> **WRITTEN REQUEST**
Repeat each record exactly. Any picture gets left out.

> **SUPPLIED DATA**
※ ※ ※

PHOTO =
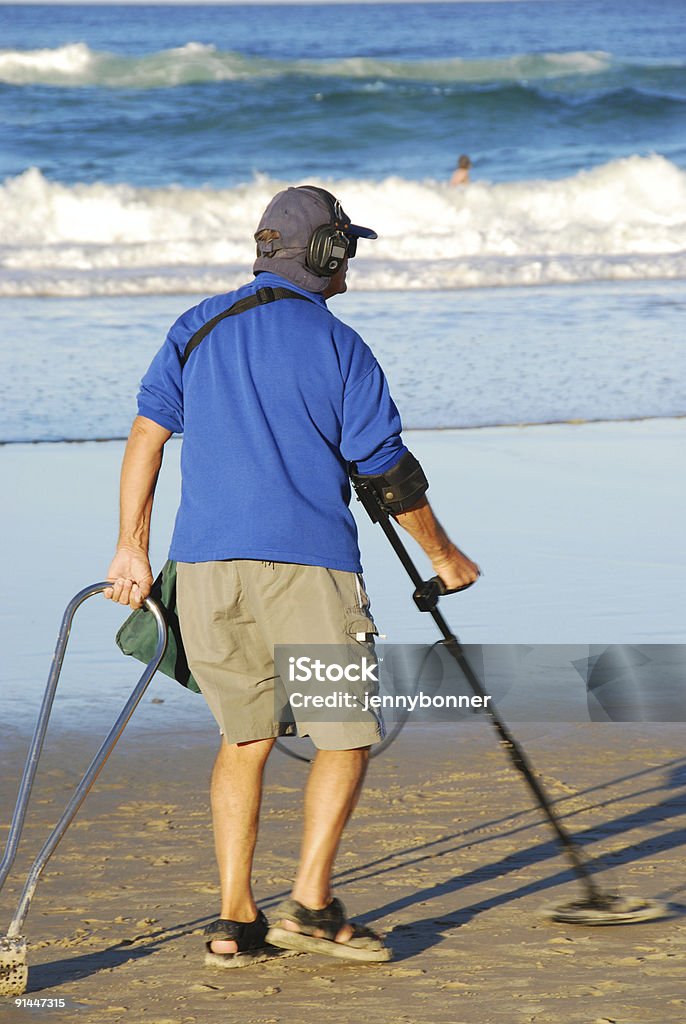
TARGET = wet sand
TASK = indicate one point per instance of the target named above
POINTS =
(445, 854)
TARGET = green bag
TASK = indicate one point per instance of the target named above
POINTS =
(138, 635)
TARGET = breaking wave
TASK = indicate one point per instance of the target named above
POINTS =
(76, 65)
(624, 220)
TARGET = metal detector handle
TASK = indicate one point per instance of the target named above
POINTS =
(426, 596)
(42, 724)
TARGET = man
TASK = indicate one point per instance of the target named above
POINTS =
(274, 399)
(460, 175)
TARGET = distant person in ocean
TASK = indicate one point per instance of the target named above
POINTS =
(461, 172)
(279, 401)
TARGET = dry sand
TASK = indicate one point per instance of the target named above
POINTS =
(445, 854)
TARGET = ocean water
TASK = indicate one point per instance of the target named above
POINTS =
(139, 144)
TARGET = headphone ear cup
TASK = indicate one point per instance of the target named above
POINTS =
(326, 252)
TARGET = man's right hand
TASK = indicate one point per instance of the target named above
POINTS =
(455, 568)
(131, 578)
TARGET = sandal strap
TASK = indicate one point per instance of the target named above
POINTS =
(329, 921)
(247, 935)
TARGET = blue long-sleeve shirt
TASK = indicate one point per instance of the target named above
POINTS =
(272, 404)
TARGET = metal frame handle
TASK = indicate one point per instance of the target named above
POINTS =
(96, 764)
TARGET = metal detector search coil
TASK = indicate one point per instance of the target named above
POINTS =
(597, 907)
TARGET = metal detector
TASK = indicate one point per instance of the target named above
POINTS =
(597, 907)
(13, 967)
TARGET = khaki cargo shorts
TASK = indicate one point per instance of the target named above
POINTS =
(233, 613)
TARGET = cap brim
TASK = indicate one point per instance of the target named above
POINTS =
(360, 232)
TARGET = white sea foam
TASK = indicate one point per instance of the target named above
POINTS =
(625, 220)
(77, 65)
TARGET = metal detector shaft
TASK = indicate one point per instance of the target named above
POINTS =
(426, 598)
(95, 766)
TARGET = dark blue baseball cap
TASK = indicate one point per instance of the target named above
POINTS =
(295, 214)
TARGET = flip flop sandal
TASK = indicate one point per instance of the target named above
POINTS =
(318, 930)
(250, 938)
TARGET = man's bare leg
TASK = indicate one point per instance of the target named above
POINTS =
(236, 796)
(333, 790)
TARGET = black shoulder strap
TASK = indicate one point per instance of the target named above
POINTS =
(260, 298)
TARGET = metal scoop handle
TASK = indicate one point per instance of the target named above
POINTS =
(93, 770)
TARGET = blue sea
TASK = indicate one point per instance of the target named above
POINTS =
(139, 144)
(138, 147)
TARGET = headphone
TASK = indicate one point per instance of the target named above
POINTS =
(329, 245)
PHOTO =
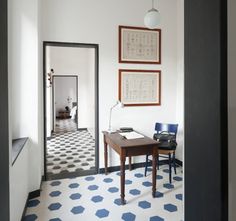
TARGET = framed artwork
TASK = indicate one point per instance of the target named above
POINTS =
(139, 45)
(140, 87)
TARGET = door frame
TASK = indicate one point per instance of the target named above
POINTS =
(96, 93)
(53, 99)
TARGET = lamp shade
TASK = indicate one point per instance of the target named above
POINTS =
(152, 19)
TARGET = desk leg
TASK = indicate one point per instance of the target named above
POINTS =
(122, 177)
(154, 171)
(105, 154)
(130, 162)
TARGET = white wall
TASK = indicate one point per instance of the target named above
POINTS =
(232, 107)
(79, 62)
(25, 100)
(97, 22)
(19, 184)
(64, 89)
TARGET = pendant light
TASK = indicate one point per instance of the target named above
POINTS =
(152, 18)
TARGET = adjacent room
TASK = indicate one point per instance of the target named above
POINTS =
(70, 110)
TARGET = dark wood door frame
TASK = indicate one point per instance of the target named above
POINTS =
(53, 100)
(96, 91)
(206, 135)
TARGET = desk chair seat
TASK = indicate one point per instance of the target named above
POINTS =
(166, 135)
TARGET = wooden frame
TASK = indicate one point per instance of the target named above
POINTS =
(96, 77)
(129, 87)
(139, 45)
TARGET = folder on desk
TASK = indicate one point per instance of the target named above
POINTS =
(131, 135)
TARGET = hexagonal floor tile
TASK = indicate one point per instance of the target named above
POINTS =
(147, 184)
(107, 180)
(93, 187)
(128, 216)
(135, 192)
(102, 213)
(138, 175)
(97, 199)
(118, 202)
(168, 186)
(33, 203)
(144, 204)
(170, 207)
(89, 178)
(179, 196)
(55, 193)
(166, 170)
(55, 183)
(31, 217)
(156, 218)
(54, 206)
(113, 189)
(55, 219)
(159, 194)
(77, 210)
(177, 178)
(75, 196)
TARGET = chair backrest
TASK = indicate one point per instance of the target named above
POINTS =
(171, 128)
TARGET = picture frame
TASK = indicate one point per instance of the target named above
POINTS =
(140, 87)
(139, 45)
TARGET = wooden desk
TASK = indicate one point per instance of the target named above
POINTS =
(128, 148)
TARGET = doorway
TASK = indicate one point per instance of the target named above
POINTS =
(70, 109)
(65, 103)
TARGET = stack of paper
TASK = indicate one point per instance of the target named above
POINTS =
(131, 135)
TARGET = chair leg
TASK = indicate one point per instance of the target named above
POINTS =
(174, 162)
(169, 167)
(145, 171)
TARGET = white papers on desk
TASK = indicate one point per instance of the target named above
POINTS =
(131, 135)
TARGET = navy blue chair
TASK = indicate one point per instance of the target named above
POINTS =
(166, 135)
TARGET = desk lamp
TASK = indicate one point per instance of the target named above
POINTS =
(119, 104)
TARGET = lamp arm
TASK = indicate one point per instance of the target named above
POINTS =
(110, 115)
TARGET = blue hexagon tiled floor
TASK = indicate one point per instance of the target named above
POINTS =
(96, 198)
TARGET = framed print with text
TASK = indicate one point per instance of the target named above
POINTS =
(140, 87)
(139, 45)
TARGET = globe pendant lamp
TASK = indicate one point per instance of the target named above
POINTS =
(152, 18)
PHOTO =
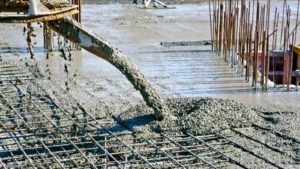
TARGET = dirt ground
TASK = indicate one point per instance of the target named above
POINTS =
(202, 91)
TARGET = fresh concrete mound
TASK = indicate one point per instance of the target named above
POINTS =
(193, 115)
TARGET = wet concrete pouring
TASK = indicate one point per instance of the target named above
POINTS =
(91, 116)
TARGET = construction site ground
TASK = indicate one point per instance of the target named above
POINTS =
(221, 120)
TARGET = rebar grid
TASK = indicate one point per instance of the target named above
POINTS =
(35, 132)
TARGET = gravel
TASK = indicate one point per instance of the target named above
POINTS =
(193, 115)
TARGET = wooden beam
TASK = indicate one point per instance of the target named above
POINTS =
(52, 15)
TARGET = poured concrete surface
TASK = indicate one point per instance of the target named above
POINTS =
(174, 71)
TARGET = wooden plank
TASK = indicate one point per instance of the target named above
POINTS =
(58, 14)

※ ※ ※

> **SOLUTION BELOW**
PHOTO =
TARGET = wet sand
TASK = indicate one point per instance of the target named above
POINTS =
(445, 854)
TARGET = green bag
TASK = indicate one point per instance of the target named above
POINTS =
(138, 635)
TARGET = breaking wave
TASK = indicate one point per instance of the target named above
POINTS =
(76, 65)
(624, 220)
TARGET = metal detector handle
TASK = indicate one point per instance of the target named above
POINTS =
(426, 596)
(42, 724)
TARGET = man
TASK = indicate one point per instance of the target named above
POINTS =
(274, 399)
(460, 175)
TARGET = distant person in ocean
TASK = indicate one point per instance of the target named above
POINTS =
(461, 172)
(279, 401)
TARGET = dry sand
TASK = indicate one point per instance of the target named above
POINTS =
(445, 854)
TARGET = ocean water
TASK = indicate one point per instance of the target named above
POINTS =
(139, 144)
TARGET = headphone ear cup
TASK = indicate one point per instance of the target named above
POINTS =
(326, 252)
TARGET = man's right hand
TASK = indicate one point per instance of the target named above
POINTS =
(455, 568)
(131, 578)
TARGET = sandal strap
TASK = indicate one point per instance of the target named above
POINTS =
(329, 921)
(247, 935)
TARGET = blue long-sleeve shirt
TASK = indicate one point per instance of the target named above
POINTS =
(272, 404)
TARGET = metal frame handle
TASK = indicate one point per instance of the target named above
POINTS =
(96, 764)
TARGET = metal detector search coil
TASK = indicate one point per instance of the target named above
POINTS =
(597, 907)
TARGET = metal detector
TASK = indicate one point per instance of the target named above
POINTS =
(597, 907)
(13, 967)
TARGET = khaki cargo shorts
TASK = indicate one point per instance of the target named above
POINTS =
(233, 613)
TARGET = cap brim
TASK = indicate one point per instance of the target named above
POINTS =
(360, 232)
TARGET = white sea foam
TASK = indicate one point per instance of the target named above
POINTS =
(625, 220)
(77, 65)
TARGET = metal detector shaft
TASK = indicate one point per instance of the target named above
POINTS =
(426, 598)
(95, 766)
TARGET = dark blue baseball cap
TASK = indicate one point per instance of the target named above
POINTS =
(295, 214)
TARGET = flip flop sandal
TASK = indicate one point per instance of the target named above
POINTS =
(318, 930)
(250, 938)
TARGET = man's bare leg
TASK = indicate one point per instance of the target named above
POINTS =
(236, 796)
(333, 790)
TARGET = black shoulder strap
TASK = indicate one point per instance of the target named above
POINTS =
(260, 298)
TARGET = metal scoop handle
TASK = indicate one point per instance of the target named above
POINTS =
(93, 770)
TARGET = blue sea
TASK = indicate one point per instance of the target named above
POINTS =
(139, 144)
(138, 147)
TARGET = headphone
TASK = indicate one point per instance of the target named above
POINTS =
(329, 245)
PHOTO =
TARGET = framed artwork
TASK = indicate one point per instance of the target named above
POINTS =
(139, 45)
(140, 87)
TARGET = door frame
TASK = indicate one point per instance of the target named above
POINTS =
(96, 93)
(53, 99)
TARGET = lamp shade
TASK = indicate one point per instance of the target named above
POINTS =
(152, 19)
TARGET = desk leg
TASK = indicate one point per instance of the target named above
POINTS =
(122, 177)
(154, 171)
(105, 154)
(130, 162)
TARGET = white wall
TASK = indicate one point per instance of the target named above
POINTS =
(232, 107)
(79, 62)
(25, 100)
(97, 22)
(19, 184)
(64, 89)
TARGET = pendant light
TASK = indicate one point per instance of the target named above
POINTS =
(152, 18)
TARGET = adjacent room
TASK = indicate one point per instance of the target named above
POINTS =
(70, 110)
TARGET = dark wood door frame
TASK = indicate one point per instance of the target named above
POINTS =
(53, 100)
(96, 91)
(206, 135)
TARGET = desk chair seat
TASK = indicate one point per instance of the target named above
POINTS =
(166, 135)
TARGET = wooden frame
TASK = indicate one point per instance of the target named above
POINTS =
(96, 77)
(129, 87)
(139, 45)
TARGET = folder on desk
TASK = indicate one point per instance of the target named above
POINTS =
(131, 135)
TARGET = hexagonal floor tile
TASK = indicate one point per instance of the target named above
POINTS =
(147, 184)
(107, 180)
(93, 187)
(128, 216)
(135, 192)
(102, 213)
(138, 175)
(97, 199)
(118, 202)
(168, 186)
(33, 203)
(144, 204)
(170, 207)
(89, 178)
(179, 196)
(55, 193)
(166, 170)
(55, 183)
(31, 217)
(156, 218)
(54, 206)
(113, 189)
(55, 219)
(159, 194)
(77, 210)
(177, 178)
(75, 196)
TARGET = chair backrest
TASK = indicate one point per instance of the target named above
POINTS =
(171, 128)
TARGET = picture frame
TASK = indicate one point per instance of the target named above
POINTS =
(140, 87)
(139, 45)
TARGET = wooden desk
TASK = indicate one point per instance of the target named above
POINTS =
(128, 148)
TARGET = doorway
TASK = indicate one point per instance of the target named above
POINTS =
(70, 109)
(65, 103)
TARGET = stack of paper
TASK = indicate one point per instance of the target named above
POINTS =
(131, 135)
TARGET = chair leg
TASK = indicate one point per instance of the target named above
POINTS =
(174, 162)
(169, 167)
(145, 171)
TARGET = white papers on desk
TASK = indicate one point per instance of the target named above
POINTS =
(131, 135)
TARGET = navy blue chair
TASK = indicate one point per instance of the target named above
POINTS =
(166, 135)
TARGET = desk lamp
TASK = indicate one point per instance of the target named above
POINTS =
(119, 104)
TARGET = lamp arm
TASK = indicate one point per instance of the target named above
POINTS =
(110, 115)
TARGET = blue hexagon tiled floor
TASK = indicate one point per instance of the target named above
POINTS =
(96, 198)
TARGET = framed print with text
TASK = indicate one point per instance of the target named above
POINTS =
(140, 87)
(139, 45)
TARGET = globe pendant lamp
TASK = indicate one point per instance of the target named above
POINTS =
(152, 18)
PHOTO =
TARGET = dirt ground
TASK = indicate one point per instance of the target named above
POINTS =
(202, 91)
TARGET = fresh concrete mound
TASK = indicate one point per instance of the target named above
POINTS =
(193, 115)
TARGET = wet concrete pouring
TASK = indicate one point per instance of the target named above
POINTS =
(91, 116)
TARGET = construction site ground
TASK = indicate one point per instance of the target named above
POINTS =
(221, 120)
TARGET = rebar grid
TASK = indicate one point per instance of the target named above
POINTS =
(35, 132)
TARGET = gravel
TASK = indicate one point per instance of the target named above
POINTS =
(193, 115)
TARGET = wooden beam
TASK = indicate one point per instance of the target named above
POINTS =
(52, 15)
TARGET = poured concrete surface
TASK = indicate one point per instance of the target named above
POINTS =
(174, 71)
TARGET = wooden plank
TASK = indicate one point per instance of the target named above
POINTS =
(58, 14)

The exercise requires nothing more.